_Supplied passage_
──────────

I use mostly 1%, although I still have a stock of 5% & 10% from 2W down to 1/8 W in Carbon Comp.

I don't buy parts there. If I don't already have what I need I buy from Digi-Key, MCM or Mouser.

Not really. A couple pieces of component lead and a little solder will take care of that, and I still have a 20,000 foot roll on the shelf.

I didn't get my hands on an opamp until the early '70s and it was a 709. I wasn't impressed. BTW, I still have a couple tube op amps.

Take a look at my website (link is in the header) and you will see that I have a lot of parts. The site only lists maybe 5% of what's on hand. I still have seven work benches and a 1200 sq. ft workshop here at home. I planned to restore old electronics when I had to retire, but my health doesn't let me spend much time in the shop. :(
Tim, I started with used 20% resistors and 10% capacitors salvaged from old radios and TV sets in the early '60s. When I was forced to stop working full time (I'm 100% disabled) I was hand soldering 288 pin chips in high end telemetry equipment as an engineering tech. As far as scrapping true boat anchors, i prefer to rebuild them and scrap modern garbage. I have a National NC-183R and a TS-382 on the bench right now.

──────────

_Material supplied_
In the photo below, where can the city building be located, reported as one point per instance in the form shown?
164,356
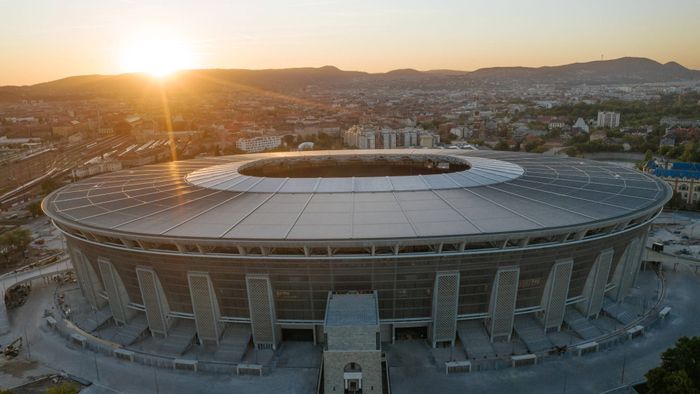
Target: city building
580,126
608,119
439,239
259,144
95,168
684,178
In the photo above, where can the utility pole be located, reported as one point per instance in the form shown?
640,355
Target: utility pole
624,361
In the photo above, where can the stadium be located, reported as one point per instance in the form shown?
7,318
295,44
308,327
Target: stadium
440,237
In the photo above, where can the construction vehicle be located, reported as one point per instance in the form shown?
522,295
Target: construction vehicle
12,350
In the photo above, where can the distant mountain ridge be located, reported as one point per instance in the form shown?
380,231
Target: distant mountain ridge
623,70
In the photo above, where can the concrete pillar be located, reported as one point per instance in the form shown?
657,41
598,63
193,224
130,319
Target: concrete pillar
4,318
594,288
205,307
502,306
118,297
154,300
555,293
445,303
261,304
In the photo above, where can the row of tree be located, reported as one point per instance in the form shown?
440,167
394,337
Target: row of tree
13,243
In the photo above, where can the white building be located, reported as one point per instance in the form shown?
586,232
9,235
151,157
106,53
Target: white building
581,125
360,137
259,144
608,119
388,139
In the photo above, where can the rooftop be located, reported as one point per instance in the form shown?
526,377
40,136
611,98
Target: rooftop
500,192
352,310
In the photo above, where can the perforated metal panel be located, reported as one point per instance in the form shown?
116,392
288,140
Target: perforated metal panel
445,301
262,310
153,300
502,306
628,270
204,306
87,278
115,292
594,289
555,294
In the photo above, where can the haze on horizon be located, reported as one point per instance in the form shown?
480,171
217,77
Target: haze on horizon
43,40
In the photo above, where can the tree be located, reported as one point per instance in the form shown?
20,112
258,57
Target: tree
648,156
14,241
680,369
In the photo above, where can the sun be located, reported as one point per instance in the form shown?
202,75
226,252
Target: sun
157,56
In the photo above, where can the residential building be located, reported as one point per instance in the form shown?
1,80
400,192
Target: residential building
608,119
259,144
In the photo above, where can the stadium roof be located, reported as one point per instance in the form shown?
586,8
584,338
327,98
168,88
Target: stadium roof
501,192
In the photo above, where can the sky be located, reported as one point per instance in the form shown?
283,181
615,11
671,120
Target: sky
43,40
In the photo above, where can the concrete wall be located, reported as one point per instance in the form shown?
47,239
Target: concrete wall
335,362
351,337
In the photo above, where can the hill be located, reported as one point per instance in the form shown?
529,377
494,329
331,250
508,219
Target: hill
623,70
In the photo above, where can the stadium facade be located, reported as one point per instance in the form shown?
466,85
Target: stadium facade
437,236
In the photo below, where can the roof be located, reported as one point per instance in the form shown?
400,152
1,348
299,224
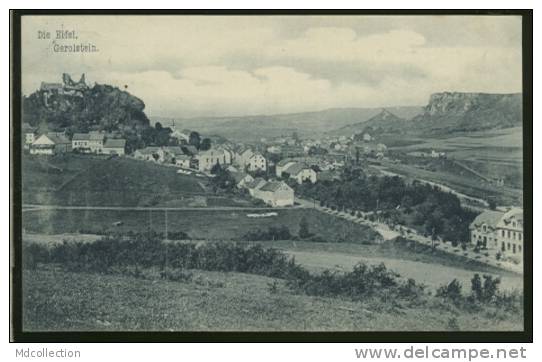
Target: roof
25,127
515,212
182,157
256,154
115,143
284,162
273,186
80,137
297,168
238,176
490,218
258,182
47,86
57,138
148,150
190,148
248,152
96,136
176,150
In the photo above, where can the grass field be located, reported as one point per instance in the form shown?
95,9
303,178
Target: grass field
199,224
55,300
494,154
99,181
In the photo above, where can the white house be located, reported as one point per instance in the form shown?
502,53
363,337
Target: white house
301,172
242,179
50,144
208,159
147,154
182,136
502,231
254,186
29,135
183,161
114,147
282,166
275,193
256,162
242,157
96,142
81,142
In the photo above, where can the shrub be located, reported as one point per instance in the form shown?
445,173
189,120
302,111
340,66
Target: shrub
451,292
272,233
484,291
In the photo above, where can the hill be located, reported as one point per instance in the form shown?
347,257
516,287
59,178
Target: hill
306,124
76,107
385,121
459,112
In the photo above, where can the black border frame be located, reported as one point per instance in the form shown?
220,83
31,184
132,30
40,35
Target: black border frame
16,331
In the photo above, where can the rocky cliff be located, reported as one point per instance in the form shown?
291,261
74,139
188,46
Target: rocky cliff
456,112
78,108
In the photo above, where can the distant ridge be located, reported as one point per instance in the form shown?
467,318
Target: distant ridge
306,124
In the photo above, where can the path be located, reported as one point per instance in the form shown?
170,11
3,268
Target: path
37,207
389,234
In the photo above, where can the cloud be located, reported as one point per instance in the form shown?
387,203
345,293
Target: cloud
234,65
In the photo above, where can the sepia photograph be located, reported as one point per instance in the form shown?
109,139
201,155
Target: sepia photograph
272,173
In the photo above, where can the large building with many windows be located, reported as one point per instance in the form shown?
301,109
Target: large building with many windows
501,231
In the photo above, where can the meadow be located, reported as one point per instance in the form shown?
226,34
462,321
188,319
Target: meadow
204,224
494,154
143,283
56,300
113,181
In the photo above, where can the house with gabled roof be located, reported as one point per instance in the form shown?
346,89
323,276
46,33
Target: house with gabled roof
147,154
114,146
282,165
81,142
275,193
502,231
96,141
241,178
50,143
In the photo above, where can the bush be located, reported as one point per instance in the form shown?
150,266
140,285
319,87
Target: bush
451,292
272,233
363,281
484,291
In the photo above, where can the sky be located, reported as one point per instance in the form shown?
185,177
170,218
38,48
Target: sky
192,66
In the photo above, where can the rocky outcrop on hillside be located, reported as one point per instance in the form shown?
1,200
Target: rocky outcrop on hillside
76,107
457,112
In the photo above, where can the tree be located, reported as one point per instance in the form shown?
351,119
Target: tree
476,287
216,169
205,144
492,204
357,156
194,139
304,229
451,291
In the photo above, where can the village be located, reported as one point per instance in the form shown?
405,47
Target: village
270,170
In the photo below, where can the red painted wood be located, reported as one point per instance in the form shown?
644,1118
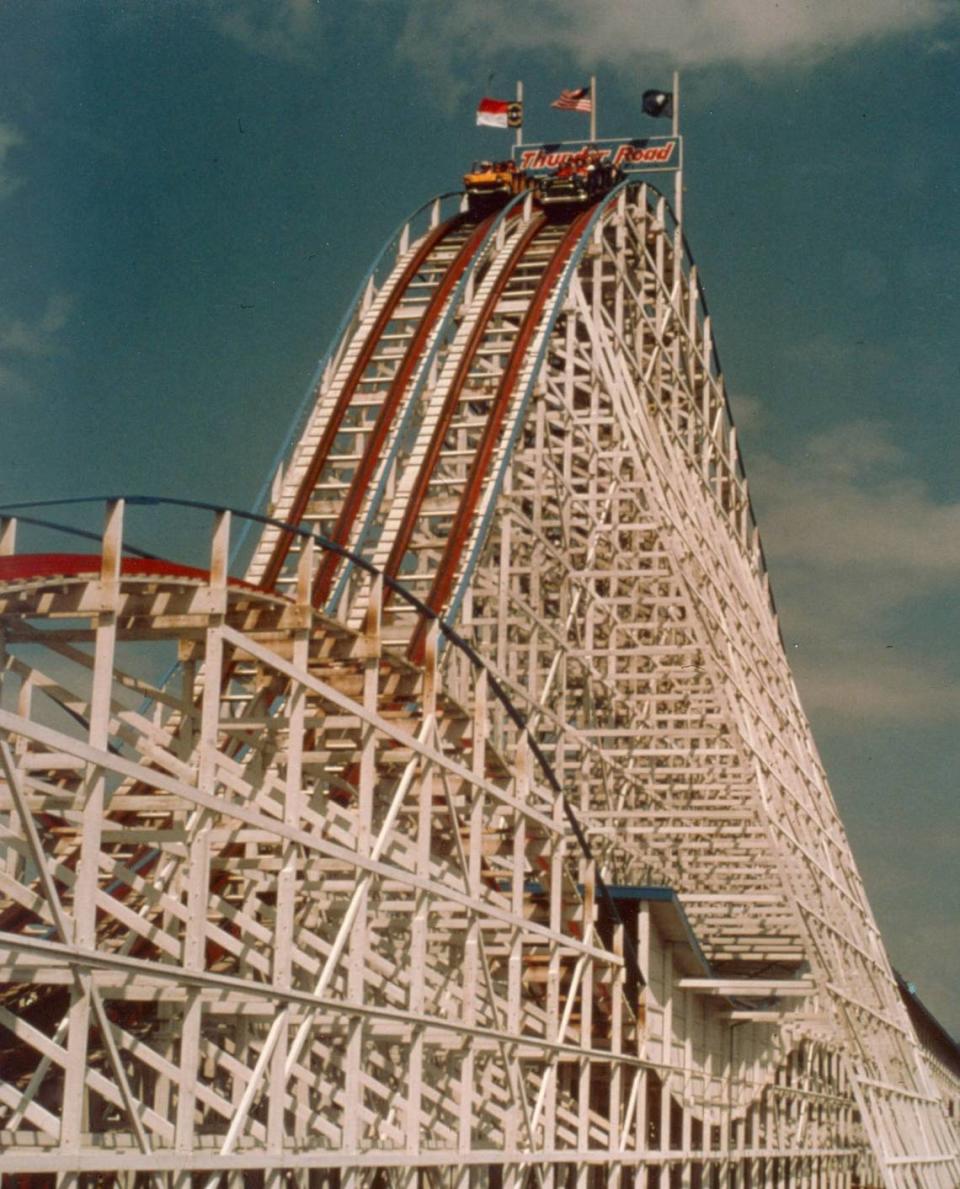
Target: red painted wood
419,491
471,495
377,435
343,403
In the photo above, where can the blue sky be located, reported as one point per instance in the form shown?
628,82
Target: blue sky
190,193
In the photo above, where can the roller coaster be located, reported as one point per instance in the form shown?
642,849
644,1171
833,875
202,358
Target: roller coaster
475,835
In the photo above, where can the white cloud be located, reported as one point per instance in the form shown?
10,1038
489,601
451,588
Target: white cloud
37,338
10,139
287,30
24,341
691,33
860,553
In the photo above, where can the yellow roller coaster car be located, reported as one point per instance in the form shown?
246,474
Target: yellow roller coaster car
491,183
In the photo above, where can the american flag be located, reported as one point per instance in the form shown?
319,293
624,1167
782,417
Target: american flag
578,100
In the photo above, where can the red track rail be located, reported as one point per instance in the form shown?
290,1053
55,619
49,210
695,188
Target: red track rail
377,436
356,373
419,490
468,505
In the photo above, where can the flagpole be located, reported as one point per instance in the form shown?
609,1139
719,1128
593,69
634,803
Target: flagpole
678,175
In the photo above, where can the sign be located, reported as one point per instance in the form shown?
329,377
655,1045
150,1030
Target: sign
640,155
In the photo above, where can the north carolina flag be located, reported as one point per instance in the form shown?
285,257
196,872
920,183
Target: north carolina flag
579,100
494,112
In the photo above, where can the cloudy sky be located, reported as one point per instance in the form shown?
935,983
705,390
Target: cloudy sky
190,193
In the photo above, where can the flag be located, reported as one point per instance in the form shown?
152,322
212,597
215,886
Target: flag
500,113
579,100
658,102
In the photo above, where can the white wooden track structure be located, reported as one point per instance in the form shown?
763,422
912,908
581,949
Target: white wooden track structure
351,900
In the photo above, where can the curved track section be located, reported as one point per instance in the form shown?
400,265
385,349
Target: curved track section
356,901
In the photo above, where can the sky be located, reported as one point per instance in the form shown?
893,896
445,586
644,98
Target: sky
192,192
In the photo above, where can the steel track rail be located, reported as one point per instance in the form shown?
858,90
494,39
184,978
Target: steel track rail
472,491
366,469
419,491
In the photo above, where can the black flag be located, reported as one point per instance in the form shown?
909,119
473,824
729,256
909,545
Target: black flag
658,102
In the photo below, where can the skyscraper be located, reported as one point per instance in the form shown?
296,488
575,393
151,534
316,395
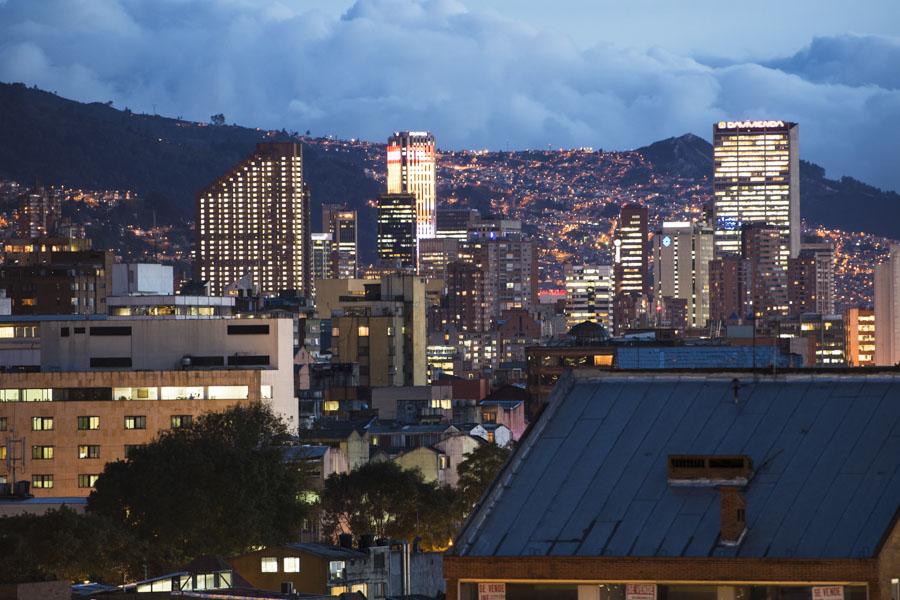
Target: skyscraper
756,180
411,169
860,323
397,229
341,224
255,220
321,256
589,295
681,255
887,310
761,247
630,246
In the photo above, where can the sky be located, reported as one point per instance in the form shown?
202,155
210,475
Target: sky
491,74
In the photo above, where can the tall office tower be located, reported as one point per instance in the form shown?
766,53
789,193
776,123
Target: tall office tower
341,224
761,246
811,280
411,169
630,246
508,260
887,310
465,296
756,180
255,220
729,289
589,295
39,213
320,244
435,255
455,222
397,229
681,255
860,324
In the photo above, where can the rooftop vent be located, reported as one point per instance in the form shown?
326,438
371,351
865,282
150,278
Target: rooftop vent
701,470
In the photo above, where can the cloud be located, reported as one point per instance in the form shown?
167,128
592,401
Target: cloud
475,78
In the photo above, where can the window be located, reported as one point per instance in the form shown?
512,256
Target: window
268,564
110,361
42,452
110,330
248,360
87,481
248,330
42,482
181,421
336,570
228,392
182,393
135,393
136,422
42,423
88,451
88,423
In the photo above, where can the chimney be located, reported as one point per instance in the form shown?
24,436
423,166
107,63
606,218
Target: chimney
732,516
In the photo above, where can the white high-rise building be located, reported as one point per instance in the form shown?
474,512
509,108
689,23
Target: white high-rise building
756,180
411,170
681,255
589,295
887,310
253,224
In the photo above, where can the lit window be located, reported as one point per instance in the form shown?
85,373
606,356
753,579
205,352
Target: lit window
268,564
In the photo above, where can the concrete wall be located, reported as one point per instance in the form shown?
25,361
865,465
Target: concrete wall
112,437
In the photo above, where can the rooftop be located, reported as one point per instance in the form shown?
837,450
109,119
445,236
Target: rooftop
591,477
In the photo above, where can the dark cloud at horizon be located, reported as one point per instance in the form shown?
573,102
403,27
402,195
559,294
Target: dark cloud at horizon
476,79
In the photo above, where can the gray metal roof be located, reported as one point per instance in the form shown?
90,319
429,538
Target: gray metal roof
590,479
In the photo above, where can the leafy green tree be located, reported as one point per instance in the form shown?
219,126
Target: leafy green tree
65,545
477,472
219,486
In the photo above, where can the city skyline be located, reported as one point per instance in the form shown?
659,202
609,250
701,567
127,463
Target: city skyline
574,93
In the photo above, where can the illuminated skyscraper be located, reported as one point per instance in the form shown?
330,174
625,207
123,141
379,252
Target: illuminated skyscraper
681,255
631,254
411,169
255,220
321,256
887,310
341,224
756,180
397,229
589,295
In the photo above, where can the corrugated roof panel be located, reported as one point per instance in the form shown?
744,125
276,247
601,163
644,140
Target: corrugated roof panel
826,482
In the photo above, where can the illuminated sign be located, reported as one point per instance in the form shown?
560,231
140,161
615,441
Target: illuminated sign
728,223
491,591
749,124
640,591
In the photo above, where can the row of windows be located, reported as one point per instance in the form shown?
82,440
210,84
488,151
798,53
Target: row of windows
91,423
44,481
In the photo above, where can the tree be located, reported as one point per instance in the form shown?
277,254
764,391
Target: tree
477,472
64,545
218,487
378,498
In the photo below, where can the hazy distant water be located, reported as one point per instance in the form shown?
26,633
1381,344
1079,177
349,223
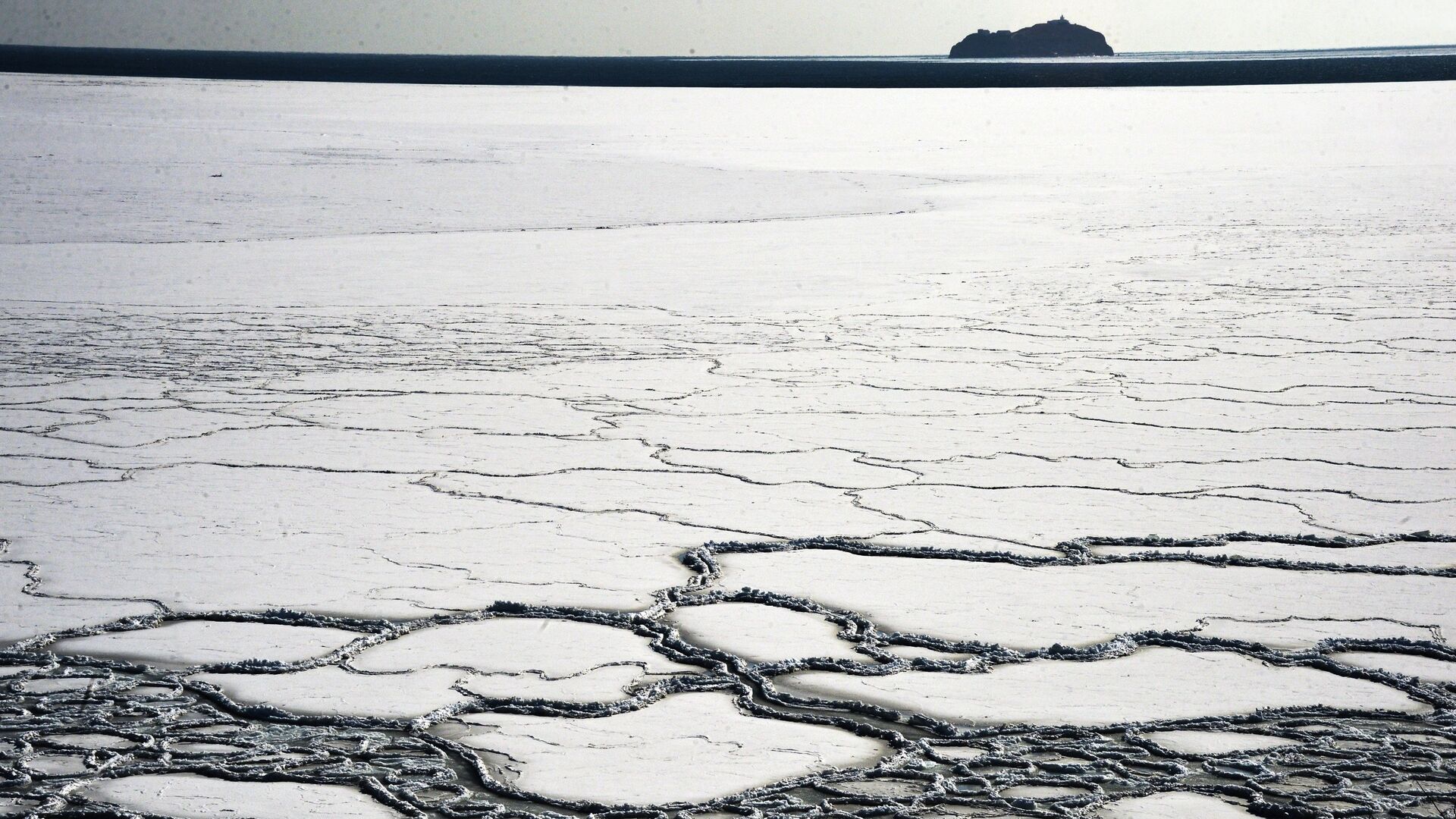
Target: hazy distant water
1139,69
1134,55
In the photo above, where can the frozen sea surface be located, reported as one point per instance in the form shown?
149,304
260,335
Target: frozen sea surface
381,450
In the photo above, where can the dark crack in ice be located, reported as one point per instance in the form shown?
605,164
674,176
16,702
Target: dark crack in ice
128,719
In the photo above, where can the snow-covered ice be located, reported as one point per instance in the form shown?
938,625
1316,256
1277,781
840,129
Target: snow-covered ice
405,450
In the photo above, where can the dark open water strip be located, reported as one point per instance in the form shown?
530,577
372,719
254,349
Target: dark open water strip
1356,66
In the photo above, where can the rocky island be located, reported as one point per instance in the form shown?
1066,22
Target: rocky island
1052,38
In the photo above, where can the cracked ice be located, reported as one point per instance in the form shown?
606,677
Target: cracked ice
775,453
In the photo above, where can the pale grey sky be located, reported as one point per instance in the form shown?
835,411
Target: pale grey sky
711,27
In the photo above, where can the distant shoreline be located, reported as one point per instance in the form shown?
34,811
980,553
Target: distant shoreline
1343,66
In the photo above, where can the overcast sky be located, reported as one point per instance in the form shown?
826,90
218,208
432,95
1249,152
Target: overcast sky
711,27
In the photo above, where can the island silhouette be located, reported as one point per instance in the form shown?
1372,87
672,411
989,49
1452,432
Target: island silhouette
1052,38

──────────

_Tasks to complete_
a. Reproduce the passage about electronics parts word for word, from its first line to its last.
b. Find every line of the entries that contains the string "many" and copy each of those lines. Matching is case-sensitive.

_Final answers_
a.
I use mostly 1%, although I still have a stock of 5% & 10% from 2W down to 1/8 W in Carbon Comp.

I don't buy parts there. If I don't already have what I need I buy from Digi-Key, MCM or Mouser.

Not really. A couple pieces of component lead and a little solder will take care of that, and I still have a 20,000 foot roll on the shelf.

I didn't get my hands on an opamp until the early '70s and it was a 709. I wasn't impressed. BTW, I still have a couple tube op amps.

Take a look at my website (link is in the header) and you will see that I have a lot of parts. The site only lists maybe 5% of what's on hand. I still have seven work benches and a 1200 sq. ft workshop here at home. I planned to restore old electronics when I had to retire, but my health doesn't let me spend much time in the shop. :(
Tim, I started with used 20% resistors and 10% capacitors salvaged from old radios and TV sets in the early '60s. When I was forced to stop working full time (I'm 100% disabled) I was hand soldering 288 pin chips in high end telemetry equipment as an engineering tech. As far as scrapping true boat anchors, i prefer to rebuild them and scrap modern garbage. I have a National NC-183R and a TS-382 on the bench right now.

b.
In the photo above, where can the large building with many windows be located, reported as one point per instance in the form shown?
Target: large building with many windows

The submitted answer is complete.